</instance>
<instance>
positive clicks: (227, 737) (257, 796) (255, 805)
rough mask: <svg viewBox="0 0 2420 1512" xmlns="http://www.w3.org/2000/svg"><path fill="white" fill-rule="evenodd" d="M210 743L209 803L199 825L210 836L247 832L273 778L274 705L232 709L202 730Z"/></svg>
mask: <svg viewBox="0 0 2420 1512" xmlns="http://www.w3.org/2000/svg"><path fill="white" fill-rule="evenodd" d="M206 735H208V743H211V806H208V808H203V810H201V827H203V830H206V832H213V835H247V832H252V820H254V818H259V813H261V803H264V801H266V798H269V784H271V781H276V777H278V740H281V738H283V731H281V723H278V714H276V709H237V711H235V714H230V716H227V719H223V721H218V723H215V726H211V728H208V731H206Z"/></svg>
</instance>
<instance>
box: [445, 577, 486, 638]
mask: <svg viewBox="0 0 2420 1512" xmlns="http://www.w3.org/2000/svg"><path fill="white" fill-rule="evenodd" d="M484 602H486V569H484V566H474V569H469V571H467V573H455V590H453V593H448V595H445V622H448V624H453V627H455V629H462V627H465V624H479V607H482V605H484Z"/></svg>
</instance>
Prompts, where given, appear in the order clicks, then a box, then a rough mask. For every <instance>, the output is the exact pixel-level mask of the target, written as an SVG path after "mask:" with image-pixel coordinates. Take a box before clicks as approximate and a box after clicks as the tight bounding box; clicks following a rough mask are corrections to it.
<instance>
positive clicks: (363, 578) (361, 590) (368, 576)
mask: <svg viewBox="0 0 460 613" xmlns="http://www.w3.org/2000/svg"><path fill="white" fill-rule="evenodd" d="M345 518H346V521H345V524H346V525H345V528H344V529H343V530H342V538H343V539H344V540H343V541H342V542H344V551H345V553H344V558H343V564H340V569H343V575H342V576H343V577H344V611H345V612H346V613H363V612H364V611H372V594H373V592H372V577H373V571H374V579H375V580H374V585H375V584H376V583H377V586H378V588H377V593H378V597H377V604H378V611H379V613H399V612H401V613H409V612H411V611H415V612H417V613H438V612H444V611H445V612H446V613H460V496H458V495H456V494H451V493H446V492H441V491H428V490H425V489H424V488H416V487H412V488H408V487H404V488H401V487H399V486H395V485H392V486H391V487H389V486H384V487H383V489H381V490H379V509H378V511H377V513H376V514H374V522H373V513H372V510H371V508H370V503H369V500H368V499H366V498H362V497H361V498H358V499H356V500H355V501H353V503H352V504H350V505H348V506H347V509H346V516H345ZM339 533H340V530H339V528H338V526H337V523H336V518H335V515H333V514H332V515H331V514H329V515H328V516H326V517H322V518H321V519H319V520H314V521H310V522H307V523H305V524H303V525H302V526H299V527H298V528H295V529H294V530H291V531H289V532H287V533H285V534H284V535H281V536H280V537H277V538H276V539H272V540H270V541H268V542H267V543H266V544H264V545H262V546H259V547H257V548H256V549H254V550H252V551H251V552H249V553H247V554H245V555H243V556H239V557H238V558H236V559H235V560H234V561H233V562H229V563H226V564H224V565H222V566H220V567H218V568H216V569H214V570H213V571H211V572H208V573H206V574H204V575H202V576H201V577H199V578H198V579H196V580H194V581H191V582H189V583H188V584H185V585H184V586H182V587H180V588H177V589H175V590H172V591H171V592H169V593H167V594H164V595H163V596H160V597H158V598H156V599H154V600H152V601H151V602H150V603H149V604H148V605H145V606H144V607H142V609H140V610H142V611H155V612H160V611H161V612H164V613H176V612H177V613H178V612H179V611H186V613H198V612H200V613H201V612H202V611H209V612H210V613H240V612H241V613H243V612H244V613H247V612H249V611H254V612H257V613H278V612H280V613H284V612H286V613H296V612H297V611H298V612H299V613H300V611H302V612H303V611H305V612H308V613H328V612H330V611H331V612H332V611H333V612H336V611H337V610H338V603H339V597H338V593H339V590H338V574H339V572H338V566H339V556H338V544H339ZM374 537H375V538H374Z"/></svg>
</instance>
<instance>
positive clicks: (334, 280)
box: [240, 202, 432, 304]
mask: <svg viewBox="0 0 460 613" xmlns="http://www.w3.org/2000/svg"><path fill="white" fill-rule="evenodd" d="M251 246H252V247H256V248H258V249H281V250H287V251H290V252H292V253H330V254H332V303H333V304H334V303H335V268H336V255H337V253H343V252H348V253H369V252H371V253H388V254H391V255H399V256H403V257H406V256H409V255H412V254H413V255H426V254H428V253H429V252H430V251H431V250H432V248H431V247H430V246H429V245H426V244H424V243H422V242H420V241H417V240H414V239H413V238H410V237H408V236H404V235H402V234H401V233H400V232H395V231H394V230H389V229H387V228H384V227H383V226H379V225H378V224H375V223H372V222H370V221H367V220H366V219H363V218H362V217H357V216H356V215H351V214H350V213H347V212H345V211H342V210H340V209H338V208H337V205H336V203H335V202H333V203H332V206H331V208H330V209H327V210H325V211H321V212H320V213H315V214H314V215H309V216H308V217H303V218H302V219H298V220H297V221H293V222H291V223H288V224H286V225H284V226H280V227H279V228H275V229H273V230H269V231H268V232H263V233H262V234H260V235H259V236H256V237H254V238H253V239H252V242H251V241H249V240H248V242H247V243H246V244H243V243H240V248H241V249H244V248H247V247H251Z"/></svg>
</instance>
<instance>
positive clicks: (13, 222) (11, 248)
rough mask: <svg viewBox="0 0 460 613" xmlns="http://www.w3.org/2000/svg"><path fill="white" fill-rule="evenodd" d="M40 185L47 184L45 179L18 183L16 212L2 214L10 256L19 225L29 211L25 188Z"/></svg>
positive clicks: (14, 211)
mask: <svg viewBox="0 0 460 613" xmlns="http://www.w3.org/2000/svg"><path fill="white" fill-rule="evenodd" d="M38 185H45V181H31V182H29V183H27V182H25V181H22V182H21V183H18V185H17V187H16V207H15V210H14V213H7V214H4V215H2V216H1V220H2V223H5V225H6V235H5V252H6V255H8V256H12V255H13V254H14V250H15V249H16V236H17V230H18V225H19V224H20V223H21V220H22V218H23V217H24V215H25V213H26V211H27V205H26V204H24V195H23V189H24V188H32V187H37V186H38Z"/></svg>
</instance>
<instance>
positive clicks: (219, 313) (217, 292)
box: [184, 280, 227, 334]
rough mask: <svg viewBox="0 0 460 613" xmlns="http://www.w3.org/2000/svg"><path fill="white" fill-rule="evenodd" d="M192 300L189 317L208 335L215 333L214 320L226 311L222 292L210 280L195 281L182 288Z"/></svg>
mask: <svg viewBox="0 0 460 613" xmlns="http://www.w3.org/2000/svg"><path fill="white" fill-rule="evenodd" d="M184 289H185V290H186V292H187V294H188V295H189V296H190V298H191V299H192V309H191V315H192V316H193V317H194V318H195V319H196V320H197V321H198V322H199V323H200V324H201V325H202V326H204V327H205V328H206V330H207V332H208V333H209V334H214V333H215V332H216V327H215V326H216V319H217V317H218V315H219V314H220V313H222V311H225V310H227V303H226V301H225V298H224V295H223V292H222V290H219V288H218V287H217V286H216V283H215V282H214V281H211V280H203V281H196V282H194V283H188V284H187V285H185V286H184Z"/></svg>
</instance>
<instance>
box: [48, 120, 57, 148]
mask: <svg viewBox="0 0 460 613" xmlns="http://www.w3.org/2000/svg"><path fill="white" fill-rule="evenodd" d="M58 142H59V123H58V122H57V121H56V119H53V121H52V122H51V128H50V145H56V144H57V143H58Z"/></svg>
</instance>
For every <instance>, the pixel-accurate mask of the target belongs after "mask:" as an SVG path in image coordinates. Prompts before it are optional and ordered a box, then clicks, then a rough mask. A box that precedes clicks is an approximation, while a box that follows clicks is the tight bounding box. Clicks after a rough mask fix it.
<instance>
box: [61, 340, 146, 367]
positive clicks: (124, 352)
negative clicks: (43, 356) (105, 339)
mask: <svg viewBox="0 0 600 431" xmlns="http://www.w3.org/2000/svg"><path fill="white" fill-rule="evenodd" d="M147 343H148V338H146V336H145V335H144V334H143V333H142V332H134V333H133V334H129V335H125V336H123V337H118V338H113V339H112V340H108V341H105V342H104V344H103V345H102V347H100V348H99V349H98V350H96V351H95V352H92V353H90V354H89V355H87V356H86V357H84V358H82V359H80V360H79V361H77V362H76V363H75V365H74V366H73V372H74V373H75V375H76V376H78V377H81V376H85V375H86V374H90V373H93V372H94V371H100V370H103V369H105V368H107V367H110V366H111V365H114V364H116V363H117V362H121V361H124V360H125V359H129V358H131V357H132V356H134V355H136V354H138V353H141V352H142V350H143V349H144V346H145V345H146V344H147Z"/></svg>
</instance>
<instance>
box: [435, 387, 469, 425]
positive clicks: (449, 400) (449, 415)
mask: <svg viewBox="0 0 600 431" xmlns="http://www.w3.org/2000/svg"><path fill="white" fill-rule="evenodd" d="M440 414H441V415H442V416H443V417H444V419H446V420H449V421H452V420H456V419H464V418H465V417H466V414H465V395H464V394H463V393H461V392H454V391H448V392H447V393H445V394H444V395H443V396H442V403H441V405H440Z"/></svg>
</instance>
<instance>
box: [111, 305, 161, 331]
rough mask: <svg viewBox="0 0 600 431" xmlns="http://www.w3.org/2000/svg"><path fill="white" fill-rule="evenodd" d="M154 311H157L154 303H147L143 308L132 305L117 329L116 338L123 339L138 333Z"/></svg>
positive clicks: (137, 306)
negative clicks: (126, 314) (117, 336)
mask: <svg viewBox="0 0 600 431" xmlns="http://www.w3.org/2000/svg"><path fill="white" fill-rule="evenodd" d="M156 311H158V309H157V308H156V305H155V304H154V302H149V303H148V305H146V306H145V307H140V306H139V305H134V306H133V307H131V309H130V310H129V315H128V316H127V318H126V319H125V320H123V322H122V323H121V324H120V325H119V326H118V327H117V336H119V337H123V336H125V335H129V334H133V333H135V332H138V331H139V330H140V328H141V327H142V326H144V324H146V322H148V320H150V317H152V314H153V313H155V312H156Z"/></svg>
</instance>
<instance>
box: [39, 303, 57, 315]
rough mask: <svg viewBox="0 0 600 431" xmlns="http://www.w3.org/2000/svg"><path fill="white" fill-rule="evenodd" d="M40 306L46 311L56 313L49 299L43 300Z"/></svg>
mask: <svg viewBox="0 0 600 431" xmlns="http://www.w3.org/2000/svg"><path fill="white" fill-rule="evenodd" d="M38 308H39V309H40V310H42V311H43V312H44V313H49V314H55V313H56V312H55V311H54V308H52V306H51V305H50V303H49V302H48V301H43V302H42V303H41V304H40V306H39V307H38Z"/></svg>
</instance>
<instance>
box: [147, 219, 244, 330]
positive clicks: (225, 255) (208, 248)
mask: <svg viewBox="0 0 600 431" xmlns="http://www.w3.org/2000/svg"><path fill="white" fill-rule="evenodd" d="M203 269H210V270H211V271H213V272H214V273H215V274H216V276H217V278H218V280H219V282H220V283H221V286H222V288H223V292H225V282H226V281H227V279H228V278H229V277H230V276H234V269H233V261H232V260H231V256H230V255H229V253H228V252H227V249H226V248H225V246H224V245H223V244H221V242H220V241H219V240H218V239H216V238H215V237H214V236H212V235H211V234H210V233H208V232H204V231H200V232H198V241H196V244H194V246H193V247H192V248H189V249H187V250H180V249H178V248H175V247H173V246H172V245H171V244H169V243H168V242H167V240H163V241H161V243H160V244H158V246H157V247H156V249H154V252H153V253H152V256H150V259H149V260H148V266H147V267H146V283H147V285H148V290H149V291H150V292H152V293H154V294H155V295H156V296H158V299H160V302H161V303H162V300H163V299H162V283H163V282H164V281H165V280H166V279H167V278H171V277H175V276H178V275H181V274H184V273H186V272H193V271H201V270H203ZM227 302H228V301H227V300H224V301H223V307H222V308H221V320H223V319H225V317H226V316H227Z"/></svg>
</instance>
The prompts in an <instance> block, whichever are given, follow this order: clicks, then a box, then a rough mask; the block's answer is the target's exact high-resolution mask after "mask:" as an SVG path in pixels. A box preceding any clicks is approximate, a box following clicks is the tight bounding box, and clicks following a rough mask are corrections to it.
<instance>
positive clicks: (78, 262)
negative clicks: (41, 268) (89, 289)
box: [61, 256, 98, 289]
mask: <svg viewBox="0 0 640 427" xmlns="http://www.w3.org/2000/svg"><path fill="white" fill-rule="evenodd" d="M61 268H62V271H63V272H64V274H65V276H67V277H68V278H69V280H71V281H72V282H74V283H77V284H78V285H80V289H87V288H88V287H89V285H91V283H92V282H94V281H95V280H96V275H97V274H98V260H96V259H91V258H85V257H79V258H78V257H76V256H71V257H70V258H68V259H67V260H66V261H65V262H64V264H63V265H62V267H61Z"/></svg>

What to do — Reproduce the material character for character, starting at its first line and ending with the line that contains "743L209 803L199 825L210", both included.

Expected answer —
</instance>
<instance>
positive clicks: (227, 737) (257, 796) (255, 805)
rough mask: <svg viewBox="0 0 2420 1512" xmlns="http://www.w3.org/2000/svg"><path fill="white" fill-rule="evenodd" d="M210 743L209 803L199 825L210 836L247 832L273 778L274 705L232 709L202 730Z"/></svg>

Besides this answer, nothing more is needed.